• Source records:

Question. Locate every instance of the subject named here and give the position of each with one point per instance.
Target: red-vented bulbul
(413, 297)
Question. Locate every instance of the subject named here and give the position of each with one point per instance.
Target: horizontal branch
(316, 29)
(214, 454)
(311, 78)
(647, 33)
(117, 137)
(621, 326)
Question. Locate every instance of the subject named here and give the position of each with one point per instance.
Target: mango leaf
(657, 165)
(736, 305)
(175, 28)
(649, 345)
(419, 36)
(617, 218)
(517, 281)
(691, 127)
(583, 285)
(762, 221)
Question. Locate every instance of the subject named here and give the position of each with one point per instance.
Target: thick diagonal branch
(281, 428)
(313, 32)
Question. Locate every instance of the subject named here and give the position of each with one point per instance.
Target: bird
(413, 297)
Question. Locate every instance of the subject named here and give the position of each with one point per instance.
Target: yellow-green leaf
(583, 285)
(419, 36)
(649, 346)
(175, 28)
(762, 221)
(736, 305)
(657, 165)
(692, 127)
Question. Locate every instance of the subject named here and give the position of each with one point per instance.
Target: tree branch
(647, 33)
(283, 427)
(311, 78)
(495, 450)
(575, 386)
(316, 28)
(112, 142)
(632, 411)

==

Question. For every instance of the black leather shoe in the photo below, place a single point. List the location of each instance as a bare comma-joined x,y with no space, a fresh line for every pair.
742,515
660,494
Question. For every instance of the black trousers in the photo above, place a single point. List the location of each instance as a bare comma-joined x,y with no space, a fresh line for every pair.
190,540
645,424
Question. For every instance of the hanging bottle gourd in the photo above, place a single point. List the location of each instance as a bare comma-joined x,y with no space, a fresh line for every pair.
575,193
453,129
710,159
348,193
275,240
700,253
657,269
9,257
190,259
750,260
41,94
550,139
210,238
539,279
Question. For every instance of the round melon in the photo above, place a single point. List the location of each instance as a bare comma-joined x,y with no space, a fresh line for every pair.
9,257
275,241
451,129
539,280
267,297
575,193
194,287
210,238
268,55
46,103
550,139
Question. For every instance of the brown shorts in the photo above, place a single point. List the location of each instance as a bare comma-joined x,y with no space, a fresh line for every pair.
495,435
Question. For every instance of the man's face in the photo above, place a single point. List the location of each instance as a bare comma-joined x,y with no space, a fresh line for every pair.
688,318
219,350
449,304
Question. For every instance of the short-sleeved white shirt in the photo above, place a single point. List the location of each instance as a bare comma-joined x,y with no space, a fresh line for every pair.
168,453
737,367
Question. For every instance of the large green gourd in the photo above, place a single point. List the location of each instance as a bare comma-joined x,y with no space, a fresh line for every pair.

• Problem: Among the entries above, the line containing "Question. For every instance of the short-sleeved", the line containing "Question. For every instance of the large", and all lines between them are to be restated word for word; nothing else belongs in the reply.

• Solution for this exercise:
Question. For every instance of the short-sleeved white shirt in the photo above, place a single point. List the location of each instance as a bare comma-joined x,y with no space, a fresh line for every pair.
168,453
737,367
Question. For every instance of the large green gourd in the photo above, place a single point. List the location of each instance as a bare comma-joined x,y with no space, a fresh line for every pair.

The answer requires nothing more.